# Data for review
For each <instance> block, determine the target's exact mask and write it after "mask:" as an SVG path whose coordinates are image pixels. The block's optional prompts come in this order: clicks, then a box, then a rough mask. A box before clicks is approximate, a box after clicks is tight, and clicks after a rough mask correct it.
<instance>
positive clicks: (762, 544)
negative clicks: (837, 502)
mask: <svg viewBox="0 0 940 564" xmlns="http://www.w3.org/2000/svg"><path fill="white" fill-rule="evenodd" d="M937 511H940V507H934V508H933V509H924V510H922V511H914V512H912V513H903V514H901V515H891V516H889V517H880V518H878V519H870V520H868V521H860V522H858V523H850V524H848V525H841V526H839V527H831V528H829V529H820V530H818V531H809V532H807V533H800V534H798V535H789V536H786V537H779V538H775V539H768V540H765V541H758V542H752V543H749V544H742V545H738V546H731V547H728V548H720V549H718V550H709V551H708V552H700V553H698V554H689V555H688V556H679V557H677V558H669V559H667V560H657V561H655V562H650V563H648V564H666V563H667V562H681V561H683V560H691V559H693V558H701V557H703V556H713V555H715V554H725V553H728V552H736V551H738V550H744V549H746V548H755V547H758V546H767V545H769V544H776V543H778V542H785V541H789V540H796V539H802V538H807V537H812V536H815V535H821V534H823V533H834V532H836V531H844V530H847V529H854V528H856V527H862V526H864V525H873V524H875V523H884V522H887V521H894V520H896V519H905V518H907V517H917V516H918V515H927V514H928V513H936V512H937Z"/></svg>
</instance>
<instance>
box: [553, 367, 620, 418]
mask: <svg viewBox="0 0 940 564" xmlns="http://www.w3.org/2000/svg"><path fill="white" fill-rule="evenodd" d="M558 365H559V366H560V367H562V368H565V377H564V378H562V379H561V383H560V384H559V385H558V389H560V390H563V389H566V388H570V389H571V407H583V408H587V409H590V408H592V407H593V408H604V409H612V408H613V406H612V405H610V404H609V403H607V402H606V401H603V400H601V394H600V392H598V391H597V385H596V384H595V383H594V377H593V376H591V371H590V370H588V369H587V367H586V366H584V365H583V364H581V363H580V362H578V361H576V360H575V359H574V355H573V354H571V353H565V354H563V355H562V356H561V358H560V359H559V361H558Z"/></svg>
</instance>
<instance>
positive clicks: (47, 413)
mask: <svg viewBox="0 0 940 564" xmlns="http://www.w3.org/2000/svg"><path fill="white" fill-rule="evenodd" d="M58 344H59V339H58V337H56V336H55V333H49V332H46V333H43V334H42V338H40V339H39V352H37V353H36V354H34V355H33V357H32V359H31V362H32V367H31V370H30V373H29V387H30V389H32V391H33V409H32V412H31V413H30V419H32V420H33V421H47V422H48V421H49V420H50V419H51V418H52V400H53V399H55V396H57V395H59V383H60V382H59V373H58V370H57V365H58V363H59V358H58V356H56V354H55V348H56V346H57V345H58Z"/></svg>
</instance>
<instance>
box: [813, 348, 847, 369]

# Aim of the task
Copy out each line above, character for character.

# Result of this task
For each <instance> block, determine the target's exact mask and write it after "mask:" as an SVG path whose coordinates are image pixels. The block's optional prompts come in this order: clicks, then a box, then a rough mask. A box before clicks is approximate, a box after clicks is tight, and clicks after a rough mask correct it.
<instance>
positive clicks: (762, 544)
negative clicks: (837, 502)
mask: <svg viewBox="0 0 940 564" xmlns="http://www.w3.org/2000/svg"><path fill="white" fill-rule="evenodd" d="M937 511H940V507H934V508H933V509H924V510H922V511H914V512H912V513H903V514H901V515H891V516H889V517H880V518H878V519H870V520H868V521H860V522H858V523H850V524H848V525H841V526H839V527H831V528H829V529H820V530H818V531H809V532H807V533H800V534H798V535H789V536H786V537H779V538H775V539H768V540H765V541H758V542H752V543H749V544H742V545H738V546H731V547H728V548H720V549H718V550H709V551H708V552H700V553H698V554H689V555H688V556H679V557H677V558H669V559H667V560H657V561H655V562H650V563H648V564H666V563H667V562H681V561H683V560H691V559H693V558H701V557H703V556H713V555H715V554H725V553H728V552H736V551H738V550H744V549H746V548H755V547H758V546H767V545H769V544H776V543H778V542H785V541H789V540H796V539H802V538H807V537H812V536H815V535H821V534H823V533H834V532H836V531H844V530H847V529H854V528H856V527H862V526H864V525H873V524H875V523H884V522H887V521H894V520H896V519H905V518H907V517H917V516H918V515H927V514H928V513H936V512H937Z"/></svg>
</instance>
<instance>
box: [553, 367, 620, 418]
mask: <svg viewBox="0 0 940 564" xmlns="http://www.w3.org/2000/svg"><path fill="white" fill-rule="evenodd" d="M558 365H559V366H560V367H562V368H565V377H564V378H562V379H561V383H560V384H559V385H558V389H560V390H563V389H566V388H570V389H571V407H583V408H587V409H590V408H592V407H593V408H604V409H612V408H613V406H612V405H610V404H609V403H607V402H606V401H603V400H601V394H600V392H598V391H597V385H596V384H595V383H594V377H593V376H591V371H590V370H588V369H587V367H586V366H584V365H583V364H581V363H580V362H578V361H576V360H575V359H574V355H573V354H571V353H565V354H563V355H562V356H561V358H560V359H559V361H558Z"/></svg>
</instance>
<instance>
positive clicks: (47, 413)
mask: <svg viewBox="0 0 940 564" xmlns="http://www.w3.org/2000/svg"><path fill="white" fill-rule="evenodd" d="M58 344H59V339H58V337H56V336H55V333H49V332H46V333H43V334H42V338H40V339H39V352H37V353H36V354H34V355H33V357H32V359H31V362H32V367H31V370H30V373H29V387H30V389H32V391H33V409H32V412H31V413H30V419H32V420H33V421H47V422H48V421H49V420H50V419H51V418H52V400H53V399H55V396H57V395H59V383H60V382H59V373H58V370H57V365H58V363H59V358H58V356H56V354H55V348H56V346H57V345H58Z"/></svg>
</instance>
<instance>
box: [813, 348, 847, 369]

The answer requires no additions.